* Start *
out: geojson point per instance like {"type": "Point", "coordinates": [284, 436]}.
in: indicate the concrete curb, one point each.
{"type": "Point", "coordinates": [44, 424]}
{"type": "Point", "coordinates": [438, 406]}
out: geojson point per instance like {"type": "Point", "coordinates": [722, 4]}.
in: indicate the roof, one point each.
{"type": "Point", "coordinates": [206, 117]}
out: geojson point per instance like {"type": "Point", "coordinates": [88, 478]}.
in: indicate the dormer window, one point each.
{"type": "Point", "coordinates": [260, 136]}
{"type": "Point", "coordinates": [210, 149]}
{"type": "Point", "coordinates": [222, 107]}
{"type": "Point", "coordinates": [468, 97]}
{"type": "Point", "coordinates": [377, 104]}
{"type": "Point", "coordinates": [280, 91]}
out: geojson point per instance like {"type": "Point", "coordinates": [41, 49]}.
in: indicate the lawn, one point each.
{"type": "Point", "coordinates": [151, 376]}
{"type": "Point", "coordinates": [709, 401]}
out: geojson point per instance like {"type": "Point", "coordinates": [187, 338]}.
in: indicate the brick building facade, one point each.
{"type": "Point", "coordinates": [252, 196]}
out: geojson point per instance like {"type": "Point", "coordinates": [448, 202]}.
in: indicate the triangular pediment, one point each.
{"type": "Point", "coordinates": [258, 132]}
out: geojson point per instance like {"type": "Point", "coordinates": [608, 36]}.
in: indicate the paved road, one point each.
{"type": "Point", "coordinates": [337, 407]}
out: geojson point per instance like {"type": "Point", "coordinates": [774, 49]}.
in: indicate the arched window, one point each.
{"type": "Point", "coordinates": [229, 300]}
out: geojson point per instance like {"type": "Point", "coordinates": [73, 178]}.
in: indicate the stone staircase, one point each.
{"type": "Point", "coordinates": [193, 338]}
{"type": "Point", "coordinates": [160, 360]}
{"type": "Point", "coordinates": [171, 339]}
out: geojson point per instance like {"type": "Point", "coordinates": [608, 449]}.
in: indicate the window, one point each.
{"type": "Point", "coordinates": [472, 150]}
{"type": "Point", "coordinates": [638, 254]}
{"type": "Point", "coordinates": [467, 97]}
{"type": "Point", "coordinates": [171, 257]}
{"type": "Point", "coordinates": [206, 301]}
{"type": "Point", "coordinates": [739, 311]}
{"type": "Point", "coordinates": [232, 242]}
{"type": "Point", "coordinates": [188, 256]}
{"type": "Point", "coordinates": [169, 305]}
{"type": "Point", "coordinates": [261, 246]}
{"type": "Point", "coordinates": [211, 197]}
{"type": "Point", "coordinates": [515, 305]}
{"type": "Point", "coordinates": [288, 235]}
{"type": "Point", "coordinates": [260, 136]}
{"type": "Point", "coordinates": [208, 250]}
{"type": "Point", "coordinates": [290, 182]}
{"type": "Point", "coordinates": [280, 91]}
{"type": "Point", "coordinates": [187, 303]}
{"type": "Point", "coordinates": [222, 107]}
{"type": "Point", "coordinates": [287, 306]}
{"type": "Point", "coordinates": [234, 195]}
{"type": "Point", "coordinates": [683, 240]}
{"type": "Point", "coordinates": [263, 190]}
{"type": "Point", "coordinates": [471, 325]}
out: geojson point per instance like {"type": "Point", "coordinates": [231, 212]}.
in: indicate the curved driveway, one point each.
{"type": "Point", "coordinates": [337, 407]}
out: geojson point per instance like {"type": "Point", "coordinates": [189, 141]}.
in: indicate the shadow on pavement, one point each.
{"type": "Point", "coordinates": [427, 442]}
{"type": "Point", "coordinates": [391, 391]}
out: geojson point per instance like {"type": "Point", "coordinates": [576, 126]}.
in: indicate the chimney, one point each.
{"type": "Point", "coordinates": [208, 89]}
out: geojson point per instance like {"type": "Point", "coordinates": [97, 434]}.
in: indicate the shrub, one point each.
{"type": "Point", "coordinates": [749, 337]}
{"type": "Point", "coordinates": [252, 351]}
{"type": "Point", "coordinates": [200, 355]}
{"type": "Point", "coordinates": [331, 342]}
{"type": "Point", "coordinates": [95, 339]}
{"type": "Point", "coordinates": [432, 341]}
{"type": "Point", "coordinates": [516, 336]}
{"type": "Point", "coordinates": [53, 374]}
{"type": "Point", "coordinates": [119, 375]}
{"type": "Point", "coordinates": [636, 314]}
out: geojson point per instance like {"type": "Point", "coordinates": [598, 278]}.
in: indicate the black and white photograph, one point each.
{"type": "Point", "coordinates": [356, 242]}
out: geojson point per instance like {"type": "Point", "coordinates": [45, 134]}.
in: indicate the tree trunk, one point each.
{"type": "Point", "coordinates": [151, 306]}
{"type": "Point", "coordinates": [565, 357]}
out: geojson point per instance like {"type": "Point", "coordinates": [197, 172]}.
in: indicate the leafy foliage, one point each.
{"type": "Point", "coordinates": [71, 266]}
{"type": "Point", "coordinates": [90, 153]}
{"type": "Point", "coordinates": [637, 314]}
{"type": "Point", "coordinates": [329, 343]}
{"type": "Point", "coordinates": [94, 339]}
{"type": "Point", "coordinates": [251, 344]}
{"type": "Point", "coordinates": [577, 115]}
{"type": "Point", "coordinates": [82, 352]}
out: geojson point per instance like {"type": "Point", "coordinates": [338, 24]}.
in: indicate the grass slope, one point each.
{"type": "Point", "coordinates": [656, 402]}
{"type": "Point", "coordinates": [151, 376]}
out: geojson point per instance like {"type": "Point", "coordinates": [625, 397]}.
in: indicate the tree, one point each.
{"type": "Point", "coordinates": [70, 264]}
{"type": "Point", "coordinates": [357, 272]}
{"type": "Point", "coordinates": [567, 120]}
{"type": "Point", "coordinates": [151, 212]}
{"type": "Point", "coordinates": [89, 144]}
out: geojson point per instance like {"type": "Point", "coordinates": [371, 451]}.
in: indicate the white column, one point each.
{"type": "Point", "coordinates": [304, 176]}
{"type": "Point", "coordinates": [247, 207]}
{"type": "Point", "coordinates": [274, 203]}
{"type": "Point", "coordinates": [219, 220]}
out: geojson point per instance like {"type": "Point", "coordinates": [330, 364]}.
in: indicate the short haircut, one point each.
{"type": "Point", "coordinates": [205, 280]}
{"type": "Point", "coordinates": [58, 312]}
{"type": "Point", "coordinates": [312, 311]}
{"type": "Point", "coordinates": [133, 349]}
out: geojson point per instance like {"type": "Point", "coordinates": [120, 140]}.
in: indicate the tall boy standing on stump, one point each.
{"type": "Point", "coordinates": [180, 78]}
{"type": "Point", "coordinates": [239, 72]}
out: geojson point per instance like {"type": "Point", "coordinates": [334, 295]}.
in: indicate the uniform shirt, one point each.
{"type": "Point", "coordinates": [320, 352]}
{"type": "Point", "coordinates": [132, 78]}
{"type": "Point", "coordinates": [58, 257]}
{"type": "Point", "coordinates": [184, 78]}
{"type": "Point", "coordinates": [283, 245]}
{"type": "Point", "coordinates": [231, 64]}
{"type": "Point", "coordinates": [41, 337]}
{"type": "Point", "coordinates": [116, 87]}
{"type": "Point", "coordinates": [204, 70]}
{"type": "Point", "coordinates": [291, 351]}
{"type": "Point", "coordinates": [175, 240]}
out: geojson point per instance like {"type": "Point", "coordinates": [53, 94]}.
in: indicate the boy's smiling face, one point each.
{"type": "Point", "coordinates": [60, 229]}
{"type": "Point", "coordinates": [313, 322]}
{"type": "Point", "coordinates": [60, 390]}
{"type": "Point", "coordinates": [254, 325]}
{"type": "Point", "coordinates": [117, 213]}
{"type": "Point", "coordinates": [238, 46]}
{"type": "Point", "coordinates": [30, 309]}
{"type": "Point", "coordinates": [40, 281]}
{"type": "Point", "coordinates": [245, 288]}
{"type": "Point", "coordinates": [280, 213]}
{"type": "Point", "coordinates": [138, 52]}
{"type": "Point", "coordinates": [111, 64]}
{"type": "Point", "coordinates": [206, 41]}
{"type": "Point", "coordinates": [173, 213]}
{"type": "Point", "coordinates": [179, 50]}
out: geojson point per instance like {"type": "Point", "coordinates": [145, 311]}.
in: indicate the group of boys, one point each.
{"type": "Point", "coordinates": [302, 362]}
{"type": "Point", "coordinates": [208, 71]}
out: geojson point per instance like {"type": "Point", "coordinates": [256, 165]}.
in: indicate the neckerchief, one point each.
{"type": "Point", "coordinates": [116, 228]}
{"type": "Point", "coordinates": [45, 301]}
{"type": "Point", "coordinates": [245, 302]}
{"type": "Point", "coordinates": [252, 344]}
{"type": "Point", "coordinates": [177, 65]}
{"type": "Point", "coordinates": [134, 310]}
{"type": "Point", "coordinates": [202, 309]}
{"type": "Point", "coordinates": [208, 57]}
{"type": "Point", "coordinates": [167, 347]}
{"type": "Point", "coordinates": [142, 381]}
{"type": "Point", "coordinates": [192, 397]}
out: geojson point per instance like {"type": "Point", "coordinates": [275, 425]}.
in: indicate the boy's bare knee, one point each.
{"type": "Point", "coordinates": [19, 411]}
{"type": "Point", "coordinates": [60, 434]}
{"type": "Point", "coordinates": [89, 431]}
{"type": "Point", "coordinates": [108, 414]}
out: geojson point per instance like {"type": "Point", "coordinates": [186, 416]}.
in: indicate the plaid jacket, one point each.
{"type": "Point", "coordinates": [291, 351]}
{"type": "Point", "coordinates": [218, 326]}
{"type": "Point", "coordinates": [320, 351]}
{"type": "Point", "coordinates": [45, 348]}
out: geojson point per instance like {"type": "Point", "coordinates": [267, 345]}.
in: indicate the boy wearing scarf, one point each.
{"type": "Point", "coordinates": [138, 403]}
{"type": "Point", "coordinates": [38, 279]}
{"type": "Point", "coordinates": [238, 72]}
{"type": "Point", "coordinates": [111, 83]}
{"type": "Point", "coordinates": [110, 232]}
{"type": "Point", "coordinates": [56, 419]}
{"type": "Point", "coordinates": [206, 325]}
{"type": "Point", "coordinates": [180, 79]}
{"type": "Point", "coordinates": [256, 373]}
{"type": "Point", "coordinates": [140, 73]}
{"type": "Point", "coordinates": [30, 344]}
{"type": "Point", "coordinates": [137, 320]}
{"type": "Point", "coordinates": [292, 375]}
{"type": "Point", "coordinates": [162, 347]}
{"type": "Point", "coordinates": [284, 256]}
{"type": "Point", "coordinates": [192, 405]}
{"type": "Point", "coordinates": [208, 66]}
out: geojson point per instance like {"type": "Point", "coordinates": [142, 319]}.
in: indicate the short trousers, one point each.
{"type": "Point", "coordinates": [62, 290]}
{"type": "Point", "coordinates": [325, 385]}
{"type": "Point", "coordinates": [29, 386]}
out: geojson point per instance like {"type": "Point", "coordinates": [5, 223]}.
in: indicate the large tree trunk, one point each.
* End *
* Start *
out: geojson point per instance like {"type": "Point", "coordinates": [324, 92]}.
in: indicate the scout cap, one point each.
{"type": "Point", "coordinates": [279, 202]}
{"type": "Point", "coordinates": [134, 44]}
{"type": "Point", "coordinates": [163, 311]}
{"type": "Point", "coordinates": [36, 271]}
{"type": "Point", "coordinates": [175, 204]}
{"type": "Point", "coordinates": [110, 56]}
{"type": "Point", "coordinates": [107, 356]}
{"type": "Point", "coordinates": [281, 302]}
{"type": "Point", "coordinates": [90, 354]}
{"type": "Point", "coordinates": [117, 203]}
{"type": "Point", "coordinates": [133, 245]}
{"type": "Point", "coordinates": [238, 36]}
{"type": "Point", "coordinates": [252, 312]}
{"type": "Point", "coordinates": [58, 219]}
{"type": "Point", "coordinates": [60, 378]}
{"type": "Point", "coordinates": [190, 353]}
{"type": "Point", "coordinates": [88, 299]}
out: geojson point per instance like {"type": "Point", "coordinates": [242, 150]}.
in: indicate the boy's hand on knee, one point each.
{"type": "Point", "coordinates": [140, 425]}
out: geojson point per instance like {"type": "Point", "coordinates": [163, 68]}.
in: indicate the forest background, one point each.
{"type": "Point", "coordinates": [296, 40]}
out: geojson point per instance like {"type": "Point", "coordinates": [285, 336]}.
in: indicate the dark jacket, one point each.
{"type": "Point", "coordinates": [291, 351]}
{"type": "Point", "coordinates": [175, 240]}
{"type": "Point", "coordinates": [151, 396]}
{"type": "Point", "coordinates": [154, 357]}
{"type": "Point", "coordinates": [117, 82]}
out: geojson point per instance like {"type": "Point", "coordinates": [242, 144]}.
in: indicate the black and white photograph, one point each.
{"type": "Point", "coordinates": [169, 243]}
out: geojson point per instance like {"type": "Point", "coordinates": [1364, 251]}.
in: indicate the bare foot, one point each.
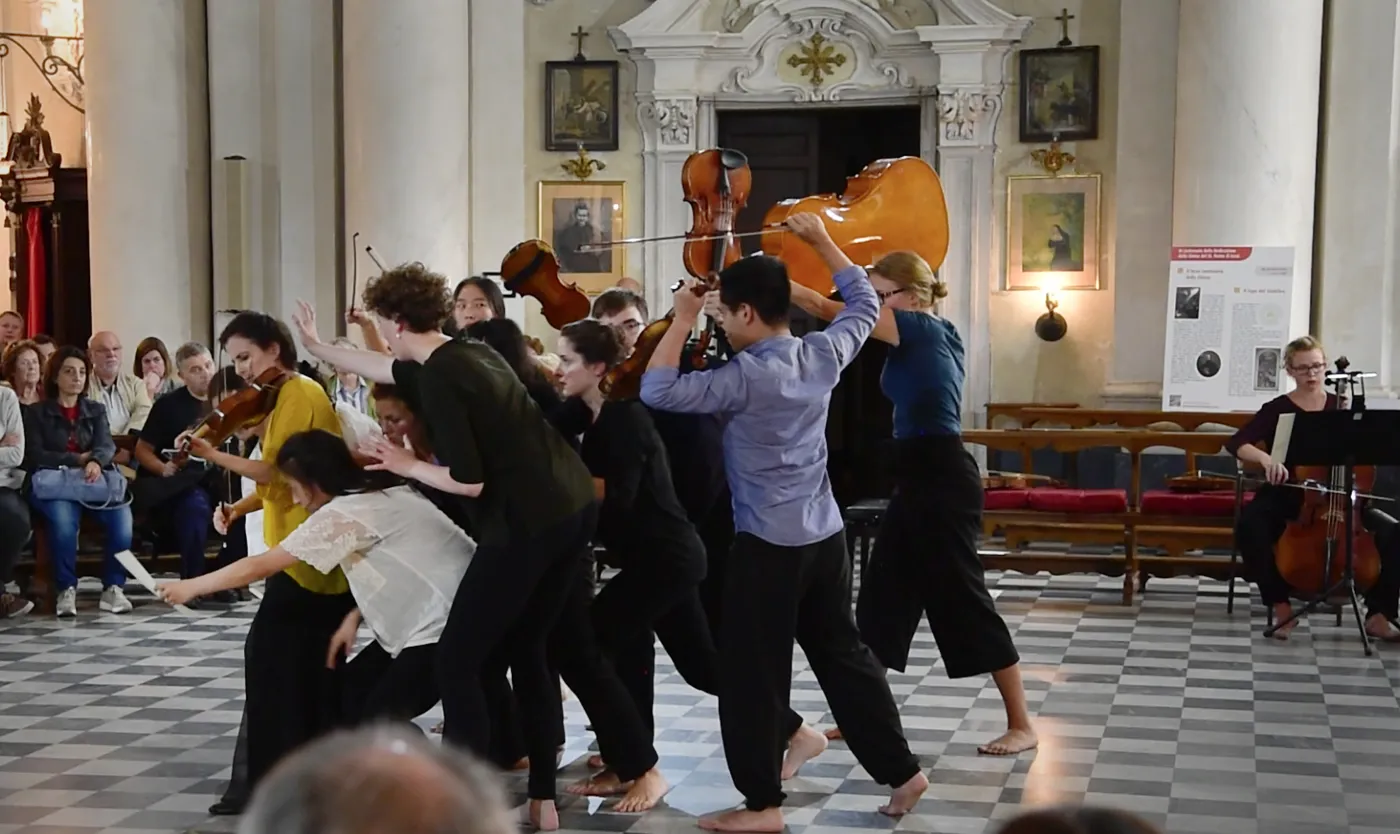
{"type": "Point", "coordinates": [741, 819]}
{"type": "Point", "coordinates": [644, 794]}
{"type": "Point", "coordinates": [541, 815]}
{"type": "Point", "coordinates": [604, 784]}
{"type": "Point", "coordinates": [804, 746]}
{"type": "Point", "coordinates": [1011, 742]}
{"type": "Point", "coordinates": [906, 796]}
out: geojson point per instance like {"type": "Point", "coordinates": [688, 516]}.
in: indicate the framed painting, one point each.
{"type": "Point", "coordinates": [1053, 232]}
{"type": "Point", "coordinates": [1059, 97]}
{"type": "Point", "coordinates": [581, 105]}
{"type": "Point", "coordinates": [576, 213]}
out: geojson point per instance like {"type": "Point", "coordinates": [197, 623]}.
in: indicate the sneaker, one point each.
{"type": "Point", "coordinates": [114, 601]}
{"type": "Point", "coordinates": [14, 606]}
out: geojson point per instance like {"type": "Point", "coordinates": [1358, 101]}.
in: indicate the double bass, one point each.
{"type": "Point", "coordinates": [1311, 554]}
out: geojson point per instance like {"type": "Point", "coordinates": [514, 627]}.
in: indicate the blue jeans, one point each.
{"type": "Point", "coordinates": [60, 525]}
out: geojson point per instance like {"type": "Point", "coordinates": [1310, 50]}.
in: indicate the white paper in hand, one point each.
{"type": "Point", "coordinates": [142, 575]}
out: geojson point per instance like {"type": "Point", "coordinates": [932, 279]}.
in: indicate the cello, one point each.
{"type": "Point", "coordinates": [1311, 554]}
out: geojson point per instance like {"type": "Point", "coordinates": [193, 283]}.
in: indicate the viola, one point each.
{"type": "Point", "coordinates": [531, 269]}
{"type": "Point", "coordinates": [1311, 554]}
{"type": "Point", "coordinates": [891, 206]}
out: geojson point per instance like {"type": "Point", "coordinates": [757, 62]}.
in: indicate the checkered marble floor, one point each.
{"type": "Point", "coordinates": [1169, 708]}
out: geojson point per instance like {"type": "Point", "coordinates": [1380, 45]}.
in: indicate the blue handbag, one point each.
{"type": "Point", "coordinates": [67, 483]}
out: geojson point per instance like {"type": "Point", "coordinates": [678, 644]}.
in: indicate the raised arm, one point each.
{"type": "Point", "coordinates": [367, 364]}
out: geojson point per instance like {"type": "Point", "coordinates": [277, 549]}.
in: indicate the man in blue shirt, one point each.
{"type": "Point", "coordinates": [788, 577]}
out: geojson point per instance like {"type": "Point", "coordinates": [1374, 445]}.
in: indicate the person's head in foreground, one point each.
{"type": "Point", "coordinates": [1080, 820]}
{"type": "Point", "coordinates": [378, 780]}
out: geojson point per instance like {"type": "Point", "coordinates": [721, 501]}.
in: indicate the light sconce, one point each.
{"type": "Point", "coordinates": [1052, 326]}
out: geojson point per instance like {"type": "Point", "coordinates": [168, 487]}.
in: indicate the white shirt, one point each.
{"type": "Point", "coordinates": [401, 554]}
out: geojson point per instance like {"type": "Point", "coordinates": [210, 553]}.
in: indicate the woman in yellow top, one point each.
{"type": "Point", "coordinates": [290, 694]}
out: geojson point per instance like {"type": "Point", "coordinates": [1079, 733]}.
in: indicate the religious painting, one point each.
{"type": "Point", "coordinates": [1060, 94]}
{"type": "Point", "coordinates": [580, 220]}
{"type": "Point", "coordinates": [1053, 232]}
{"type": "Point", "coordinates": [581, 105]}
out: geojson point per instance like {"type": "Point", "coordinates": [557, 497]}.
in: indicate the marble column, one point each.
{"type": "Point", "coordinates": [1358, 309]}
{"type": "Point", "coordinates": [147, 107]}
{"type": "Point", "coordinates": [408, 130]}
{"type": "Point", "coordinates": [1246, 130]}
* End *
GIVEN PROBLEM |
Find every line in the items above that contains the word "trunk" and copy each one. Matching is case-sensitive.

COMPLETE RESPONSE |
in: indicate the tree trunk, one point each.
in: indicate the large tree trunk, one point each.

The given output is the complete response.